提示文:
#####
しかし、芸術が人間の知的実践である以上、批評から創造性が失われることは、すなわち芸術創造の形骸化に帰結することになります。批評をめぐるこの困難な状況において、批評とはどのような創造的実践であり、そして、どのような生産的活動でありうるのかを議論することには意味があるはずです。
今後の芸術の未来に向けて、批評はどのような役割を担うことができるのか――。
Yumiko Chiba Associatesと文化庁の共催による本シンポジウム「生産/実践としての批評」では、イギリス、フランス、日本の各国で、批評的実践に携わってきた論者が集まり、各国で積み上げられてきた批評的実践の蓄積と、現代社会におけるその現状について問題を共有し、新たな思考、文化的な回路を開くための意見交換を行います。
< 概 要 >
開催日程| 2023年3月12日(日)
開催時間| 14:00〜17:00
開催会場| 六本木ヒルズ ハリウッドビューティプラザ ハリウッド大学院大学 7F 教室(東京都港区六本木6丁目4−1)
参加方法| 現地聴講のみ(参加無料/事前申込/空席があれば当日参加受付も可能)
#####
提示データ:
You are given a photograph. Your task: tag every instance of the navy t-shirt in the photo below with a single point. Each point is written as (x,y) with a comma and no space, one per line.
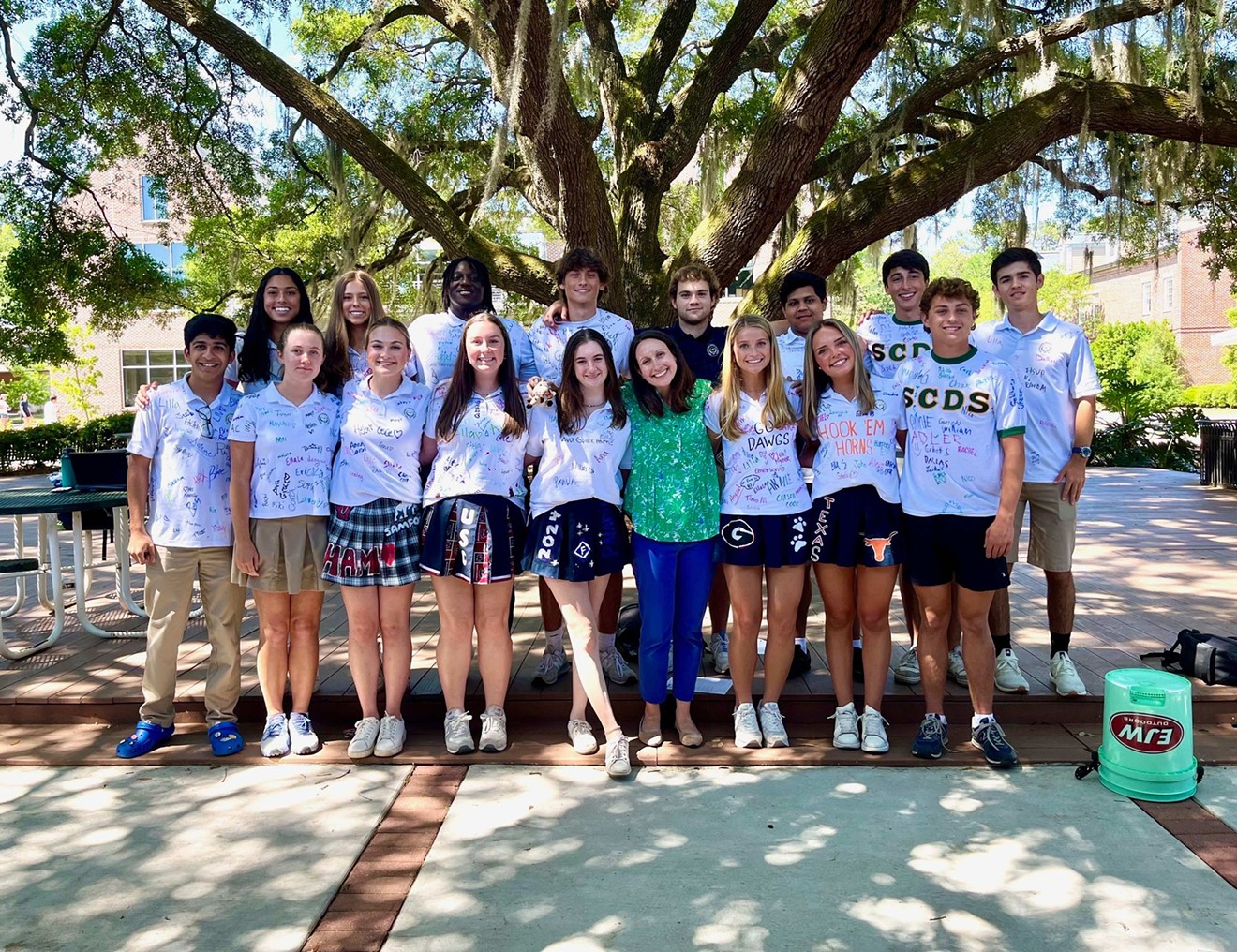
#####
求められる作業: 批評シンポジウムの告知文から、「しかし、芸術が人間の知的実践」から「今後の芸術の未来に向けて、批評はどのような役割を担うことができるのか――。」までを両端も含めて一字一句変えずに書き写してください。 このデータは今回の作業には一切関係しません。

解答:
しかし、芸術が人間の知的実践である以上、批評から創造性が失われることは、すなわち芸術創造の形骸化に帰結することになります。批評をめぐるこの困難な状況において、批評とはどのような創造的実践であり、そして、どのような生産的活動でありうるのかを議論することには意味があるはずです。
今後の芸術の未来に向けて、批評はどのような役割を担うことができるのか――。